[Problem]:
In the text on the extending_labels table, can you rewrite the part that begins at "This table only" and stops after "table (see below).", with "former" replaced by "previous"?

[Extracted text]:
──────

This table only contains the labels provided by the last instance of the dataset. The labels provided by former instances can be found in the extending_labels_history
table (see below).
The extending_labels
table is partitioned by dataset_id
.
Therefore, filtering the labels by dataset can significantly improve the query time.
It is also possible to query the dataset table individually as each partition is named extending_labels_<dataset_id>
.
Column | Type | Description | Example | Index |
---|---|---|---|---|
id | BigInt | Unique ID for the labels. | 43 | Primary |
zone_id | BigInt | Reference to the Zone ID extened by these labels | 42 | |
dataset_id | Varchar | Reference to the dataset providing these labels. | loyers_maison | Partition |
added_id | Varchar | Reference to the dataset instance providing these labels for the first time. | loyers_maison_20240807_220000 | |
removed_id | Varchar | Reference to the instance providing these labels for the last time. If the same labels are still available, this ID corresponds to the id of the last active instance. | loyers_maison_20240807_220000 | |
labels | JSON | Set of labels provided by the dataset for the extended Zone. | {"loyers_maison_m2": 13.6704780225362} |
GIN |
extending_labels_history
This table contains labels provided by former instances that are no longer provided by the latest instances of a dataset.
This table follows the same schema as the extending_labels
table (including indexes).
This table is partitioned by dataset and each partition table is named extending_labels_history_<dataset_id>
.

──────

[Data provided]:

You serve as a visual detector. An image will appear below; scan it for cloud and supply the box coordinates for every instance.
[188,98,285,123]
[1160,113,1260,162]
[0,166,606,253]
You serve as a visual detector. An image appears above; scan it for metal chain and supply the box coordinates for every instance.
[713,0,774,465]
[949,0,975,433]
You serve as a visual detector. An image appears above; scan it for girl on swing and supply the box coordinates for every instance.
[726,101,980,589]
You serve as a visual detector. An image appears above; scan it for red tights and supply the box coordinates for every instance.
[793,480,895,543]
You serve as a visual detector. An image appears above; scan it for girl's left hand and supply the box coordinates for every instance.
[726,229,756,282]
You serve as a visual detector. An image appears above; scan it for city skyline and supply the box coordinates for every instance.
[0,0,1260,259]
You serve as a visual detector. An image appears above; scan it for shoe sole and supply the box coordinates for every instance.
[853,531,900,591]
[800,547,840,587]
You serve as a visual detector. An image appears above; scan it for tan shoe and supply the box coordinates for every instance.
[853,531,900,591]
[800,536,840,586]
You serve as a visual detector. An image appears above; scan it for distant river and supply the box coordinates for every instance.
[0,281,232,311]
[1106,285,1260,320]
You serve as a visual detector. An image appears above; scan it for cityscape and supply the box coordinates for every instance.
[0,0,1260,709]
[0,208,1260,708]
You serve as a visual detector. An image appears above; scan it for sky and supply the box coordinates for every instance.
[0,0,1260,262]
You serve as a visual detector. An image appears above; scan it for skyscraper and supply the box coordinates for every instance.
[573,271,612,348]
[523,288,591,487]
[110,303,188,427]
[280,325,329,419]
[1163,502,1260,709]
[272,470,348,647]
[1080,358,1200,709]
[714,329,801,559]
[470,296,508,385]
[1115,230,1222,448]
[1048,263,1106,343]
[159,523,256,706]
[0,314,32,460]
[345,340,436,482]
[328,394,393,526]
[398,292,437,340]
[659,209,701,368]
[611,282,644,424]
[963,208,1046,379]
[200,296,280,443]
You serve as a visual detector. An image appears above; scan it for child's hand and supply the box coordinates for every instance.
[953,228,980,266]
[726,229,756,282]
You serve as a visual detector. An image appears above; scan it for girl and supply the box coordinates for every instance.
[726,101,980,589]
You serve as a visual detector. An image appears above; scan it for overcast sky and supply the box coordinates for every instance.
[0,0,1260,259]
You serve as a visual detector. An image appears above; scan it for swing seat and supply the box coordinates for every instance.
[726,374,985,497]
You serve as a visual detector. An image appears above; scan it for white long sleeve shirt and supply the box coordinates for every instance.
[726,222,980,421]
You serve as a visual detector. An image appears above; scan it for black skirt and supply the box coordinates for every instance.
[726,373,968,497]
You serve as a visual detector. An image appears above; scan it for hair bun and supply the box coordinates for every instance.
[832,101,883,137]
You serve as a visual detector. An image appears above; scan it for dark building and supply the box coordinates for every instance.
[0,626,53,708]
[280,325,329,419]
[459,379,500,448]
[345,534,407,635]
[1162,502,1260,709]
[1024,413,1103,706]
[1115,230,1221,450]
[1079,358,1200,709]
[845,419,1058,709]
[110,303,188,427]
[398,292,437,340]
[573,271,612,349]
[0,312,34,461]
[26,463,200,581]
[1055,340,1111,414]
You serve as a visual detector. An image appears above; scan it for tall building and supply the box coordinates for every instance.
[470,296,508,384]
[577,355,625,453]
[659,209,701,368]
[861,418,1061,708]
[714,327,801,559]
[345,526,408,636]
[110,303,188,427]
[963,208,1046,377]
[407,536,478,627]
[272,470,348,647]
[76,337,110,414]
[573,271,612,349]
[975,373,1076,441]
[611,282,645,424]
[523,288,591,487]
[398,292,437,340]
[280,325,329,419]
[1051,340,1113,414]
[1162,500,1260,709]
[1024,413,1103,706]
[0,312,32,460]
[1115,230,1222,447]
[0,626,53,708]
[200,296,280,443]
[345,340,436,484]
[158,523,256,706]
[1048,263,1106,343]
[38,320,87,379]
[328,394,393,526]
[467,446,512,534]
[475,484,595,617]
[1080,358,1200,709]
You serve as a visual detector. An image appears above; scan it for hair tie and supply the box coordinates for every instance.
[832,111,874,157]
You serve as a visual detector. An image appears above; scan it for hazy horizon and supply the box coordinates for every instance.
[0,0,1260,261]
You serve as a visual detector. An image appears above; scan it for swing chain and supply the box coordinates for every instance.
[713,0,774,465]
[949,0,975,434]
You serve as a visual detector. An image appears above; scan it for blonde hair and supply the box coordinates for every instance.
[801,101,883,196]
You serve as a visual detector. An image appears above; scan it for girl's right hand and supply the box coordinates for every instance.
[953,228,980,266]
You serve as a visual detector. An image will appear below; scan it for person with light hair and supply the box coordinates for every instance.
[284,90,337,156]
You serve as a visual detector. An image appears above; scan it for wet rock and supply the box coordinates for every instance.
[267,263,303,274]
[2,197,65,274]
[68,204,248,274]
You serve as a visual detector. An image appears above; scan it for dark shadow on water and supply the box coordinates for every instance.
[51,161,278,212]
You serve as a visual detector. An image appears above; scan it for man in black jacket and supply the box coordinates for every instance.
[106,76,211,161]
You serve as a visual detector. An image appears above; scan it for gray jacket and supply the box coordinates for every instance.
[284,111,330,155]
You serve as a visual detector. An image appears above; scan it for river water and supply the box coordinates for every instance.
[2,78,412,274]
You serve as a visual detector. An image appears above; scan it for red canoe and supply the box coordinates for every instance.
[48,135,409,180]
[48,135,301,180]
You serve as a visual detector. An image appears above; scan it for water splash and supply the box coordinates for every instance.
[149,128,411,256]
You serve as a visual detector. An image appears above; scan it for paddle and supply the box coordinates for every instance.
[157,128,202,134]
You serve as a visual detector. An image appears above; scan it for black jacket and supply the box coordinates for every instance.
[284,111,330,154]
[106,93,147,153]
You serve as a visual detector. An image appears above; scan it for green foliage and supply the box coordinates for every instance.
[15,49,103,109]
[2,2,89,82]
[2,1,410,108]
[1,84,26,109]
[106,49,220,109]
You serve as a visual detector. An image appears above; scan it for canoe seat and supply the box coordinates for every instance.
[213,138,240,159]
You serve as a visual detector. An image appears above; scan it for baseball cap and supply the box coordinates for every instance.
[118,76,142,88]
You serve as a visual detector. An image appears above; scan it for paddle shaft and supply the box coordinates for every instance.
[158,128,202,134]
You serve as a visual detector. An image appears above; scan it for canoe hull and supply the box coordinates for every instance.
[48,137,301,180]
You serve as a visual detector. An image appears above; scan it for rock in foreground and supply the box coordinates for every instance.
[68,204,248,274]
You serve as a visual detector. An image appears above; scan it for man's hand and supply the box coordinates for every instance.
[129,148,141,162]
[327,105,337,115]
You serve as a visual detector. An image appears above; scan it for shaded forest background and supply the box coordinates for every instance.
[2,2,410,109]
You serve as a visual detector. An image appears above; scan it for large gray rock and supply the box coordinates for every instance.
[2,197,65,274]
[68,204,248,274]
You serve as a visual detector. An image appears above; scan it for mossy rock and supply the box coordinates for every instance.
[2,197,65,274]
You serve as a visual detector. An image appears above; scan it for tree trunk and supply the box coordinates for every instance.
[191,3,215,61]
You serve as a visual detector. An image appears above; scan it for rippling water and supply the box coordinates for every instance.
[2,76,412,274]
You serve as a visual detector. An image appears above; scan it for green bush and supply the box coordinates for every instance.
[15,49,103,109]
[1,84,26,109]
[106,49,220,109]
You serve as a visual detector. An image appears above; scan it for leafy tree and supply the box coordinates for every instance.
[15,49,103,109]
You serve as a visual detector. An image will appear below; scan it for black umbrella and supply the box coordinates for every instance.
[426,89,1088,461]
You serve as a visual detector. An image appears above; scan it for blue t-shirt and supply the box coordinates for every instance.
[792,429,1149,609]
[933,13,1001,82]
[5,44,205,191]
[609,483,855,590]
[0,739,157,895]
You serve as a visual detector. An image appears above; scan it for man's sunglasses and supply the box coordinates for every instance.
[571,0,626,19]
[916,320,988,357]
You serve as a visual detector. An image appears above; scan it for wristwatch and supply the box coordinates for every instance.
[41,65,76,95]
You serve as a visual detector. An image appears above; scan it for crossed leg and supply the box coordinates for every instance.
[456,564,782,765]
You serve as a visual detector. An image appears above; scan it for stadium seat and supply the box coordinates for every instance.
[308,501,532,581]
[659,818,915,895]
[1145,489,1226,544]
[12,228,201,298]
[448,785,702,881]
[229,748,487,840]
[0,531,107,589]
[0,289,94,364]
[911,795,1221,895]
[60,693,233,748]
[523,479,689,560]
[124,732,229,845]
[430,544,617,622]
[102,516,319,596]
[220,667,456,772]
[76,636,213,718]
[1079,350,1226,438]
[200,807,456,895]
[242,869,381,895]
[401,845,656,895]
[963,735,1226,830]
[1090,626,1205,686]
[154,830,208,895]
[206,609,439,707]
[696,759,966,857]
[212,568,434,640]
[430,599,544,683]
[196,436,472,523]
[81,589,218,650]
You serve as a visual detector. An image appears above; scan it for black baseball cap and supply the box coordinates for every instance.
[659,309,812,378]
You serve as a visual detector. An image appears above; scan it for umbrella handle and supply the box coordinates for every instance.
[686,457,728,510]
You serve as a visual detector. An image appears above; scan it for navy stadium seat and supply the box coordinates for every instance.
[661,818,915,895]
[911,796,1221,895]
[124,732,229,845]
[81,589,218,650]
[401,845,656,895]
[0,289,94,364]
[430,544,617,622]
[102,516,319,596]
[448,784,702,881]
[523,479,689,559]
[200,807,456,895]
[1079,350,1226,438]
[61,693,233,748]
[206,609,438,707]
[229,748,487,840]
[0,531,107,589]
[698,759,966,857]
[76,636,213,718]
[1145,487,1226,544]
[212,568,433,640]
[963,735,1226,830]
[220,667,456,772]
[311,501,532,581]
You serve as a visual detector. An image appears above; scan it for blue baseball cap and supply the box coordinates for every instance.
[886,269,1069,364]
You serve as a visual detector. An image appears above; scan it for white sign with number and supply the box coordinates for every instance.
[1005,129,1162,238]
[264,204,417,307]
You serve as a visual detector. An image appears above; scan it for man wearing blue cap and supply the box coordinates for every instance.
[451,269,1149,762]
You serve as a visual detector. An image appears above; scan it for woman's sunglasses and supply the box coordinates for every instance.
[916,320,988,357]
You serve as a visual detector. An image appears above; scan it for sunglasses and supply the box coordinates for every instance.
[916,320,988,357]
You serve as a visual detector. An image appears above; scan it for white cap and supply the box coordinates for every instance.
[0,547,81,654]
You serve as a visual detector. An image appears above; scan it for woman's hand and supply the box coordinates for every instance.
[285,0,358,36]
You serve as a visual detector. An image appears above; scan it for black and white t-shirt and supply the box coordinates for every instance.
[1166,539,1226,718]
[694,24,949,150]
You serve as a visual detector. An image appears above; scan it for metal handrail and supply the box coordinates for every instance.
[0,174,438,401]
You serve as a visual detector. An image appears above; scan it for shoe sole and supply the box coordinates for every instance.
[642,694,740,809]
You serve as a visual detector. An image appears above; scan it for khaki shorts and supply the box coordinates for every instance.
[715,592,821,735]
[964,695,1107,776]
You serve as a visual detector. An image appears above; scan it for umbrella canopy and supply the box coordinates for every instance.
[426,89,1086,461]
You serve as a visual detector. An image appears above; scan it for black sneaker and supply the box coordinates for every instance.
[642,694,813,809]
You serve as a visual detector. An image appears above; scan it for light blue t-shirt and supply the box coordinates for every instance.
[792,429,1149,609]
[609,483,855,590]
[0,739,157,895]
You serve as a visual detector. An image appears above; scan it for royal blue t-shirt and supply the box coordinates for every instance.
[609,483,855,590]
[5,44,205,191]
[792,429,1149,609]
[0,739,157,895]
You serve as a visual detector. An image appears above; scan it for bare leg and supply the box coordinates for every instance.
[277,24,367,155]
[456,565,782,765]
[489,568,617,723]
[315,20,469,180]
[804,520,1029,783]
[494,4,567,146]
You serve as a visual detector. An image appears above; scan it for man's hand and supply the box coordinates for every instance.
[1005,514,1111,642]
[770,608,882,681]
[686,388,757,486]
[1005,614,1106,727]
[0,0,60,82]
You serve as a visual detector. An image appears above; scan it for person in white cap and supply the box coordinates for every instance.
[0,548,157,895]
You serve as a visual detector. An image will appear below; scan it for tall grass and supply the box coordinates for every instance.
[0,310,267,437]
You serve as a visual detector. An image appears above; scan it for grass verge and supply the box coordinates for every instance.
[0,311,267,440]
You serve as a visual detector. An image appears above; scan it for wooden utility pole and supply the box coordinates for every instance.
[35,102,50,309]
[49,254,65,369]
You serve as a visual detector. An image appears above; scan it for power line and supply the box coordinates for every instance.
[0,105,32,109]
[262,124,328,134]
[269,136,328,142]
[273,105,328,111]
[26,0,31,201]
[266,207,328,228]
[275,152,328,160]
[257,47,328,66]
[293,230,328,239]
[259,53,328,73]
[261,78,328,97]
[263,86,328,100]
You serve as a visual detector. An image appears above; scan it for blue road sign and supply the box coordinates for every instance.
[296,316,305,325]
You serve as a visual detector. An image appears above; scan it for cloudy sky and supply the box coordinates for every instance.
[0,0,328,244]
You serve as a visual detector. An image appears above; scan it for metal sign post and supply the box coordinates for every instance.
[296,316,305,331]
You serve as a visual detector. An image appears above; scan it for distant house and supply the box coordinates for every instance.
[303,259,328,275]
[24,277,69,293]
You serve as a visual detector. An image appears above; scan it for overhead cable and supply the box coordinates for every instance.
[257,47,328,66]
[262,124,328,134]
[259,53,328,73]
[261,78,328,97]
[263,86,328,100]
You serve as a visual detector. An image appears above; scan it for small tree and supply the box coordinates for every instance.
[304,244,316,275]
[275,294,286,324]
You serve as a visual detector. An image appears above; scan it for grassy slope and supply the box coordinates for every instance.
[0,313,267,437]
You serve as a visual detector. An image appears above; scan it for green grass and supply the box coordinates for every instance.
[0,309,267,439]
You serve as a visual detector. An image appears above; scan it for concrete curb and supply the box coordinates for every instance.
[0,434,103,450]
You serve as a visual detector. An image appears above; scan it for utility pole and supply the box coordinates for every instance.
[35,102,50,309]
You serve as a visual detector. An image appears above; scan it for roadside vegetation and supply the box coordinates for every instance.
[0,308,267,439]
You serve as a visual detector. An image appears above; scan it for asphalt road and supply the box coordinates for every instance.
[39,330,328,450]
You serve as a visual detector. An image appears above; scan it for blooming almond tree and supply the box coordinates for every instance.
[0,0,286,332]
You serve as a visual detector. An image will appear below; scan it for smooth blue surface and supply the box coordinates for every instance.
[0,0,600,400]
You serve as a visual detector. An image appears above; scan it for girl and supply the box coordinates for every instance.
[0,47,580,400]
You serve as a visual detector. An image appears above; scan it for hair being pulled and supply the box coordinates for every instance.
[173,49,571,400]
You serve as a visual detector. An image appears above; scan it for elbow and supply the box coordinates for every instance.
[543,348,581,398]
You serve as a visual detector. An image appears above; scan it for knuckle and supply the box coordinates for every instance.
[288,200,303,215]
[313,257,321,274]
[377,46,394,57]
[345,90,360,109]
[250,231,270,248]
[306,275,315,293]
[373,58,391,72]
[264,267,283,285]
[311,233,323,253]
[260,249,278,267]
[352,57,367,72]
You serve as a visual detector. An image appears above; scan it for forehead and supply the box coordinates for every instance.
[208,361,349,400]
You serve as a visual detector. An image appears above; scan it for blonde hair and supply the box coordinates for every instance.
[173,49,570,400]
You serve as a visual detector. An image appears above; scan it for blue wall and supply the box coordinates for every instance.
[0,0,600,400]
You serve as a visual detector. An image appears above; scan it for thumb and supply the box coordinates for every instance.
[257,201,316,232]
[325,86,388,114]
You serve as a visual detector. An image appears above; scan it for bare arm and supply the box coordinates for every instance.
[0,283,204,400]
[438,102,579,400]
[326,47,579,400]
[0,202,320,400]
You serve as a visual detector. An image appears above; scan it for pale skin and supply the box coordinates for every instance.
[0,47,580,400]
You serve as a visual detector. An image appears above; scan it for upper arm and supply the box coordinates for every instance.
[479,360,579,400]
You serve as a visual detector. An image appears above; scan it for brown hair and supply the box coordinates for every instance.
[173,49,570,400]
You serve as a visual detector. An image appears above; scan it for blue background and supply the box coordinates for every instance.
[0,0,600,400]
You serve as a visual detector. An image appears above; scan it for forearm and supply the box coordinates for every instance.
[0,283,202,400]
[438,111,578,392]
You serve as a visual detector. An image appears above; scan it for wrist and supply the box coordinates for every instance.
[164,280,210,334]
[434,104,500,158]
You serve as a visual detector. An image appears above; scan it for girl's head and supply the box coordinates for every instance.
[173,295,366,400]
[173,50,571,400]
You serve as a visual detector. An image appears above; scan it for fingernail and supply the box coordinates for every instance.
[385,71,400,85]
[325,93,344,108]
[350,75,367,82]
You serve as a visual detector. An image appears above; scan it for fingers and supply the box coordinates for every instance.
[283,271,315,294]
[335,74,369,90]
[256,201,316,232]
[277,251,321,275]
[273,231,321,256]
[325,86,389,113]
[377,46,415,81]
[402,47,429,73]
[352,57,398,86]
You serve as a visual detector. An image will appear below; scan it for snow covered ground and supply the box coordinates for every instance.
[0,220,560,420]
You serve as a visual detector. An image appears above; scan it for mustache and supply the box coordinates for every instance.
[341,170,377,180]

──────

[Answer to this problem]:
This table only contains the labels provided by the last instance of the dataset. The labels provided by previous instances can be found in the extending_labels_history
table (see below).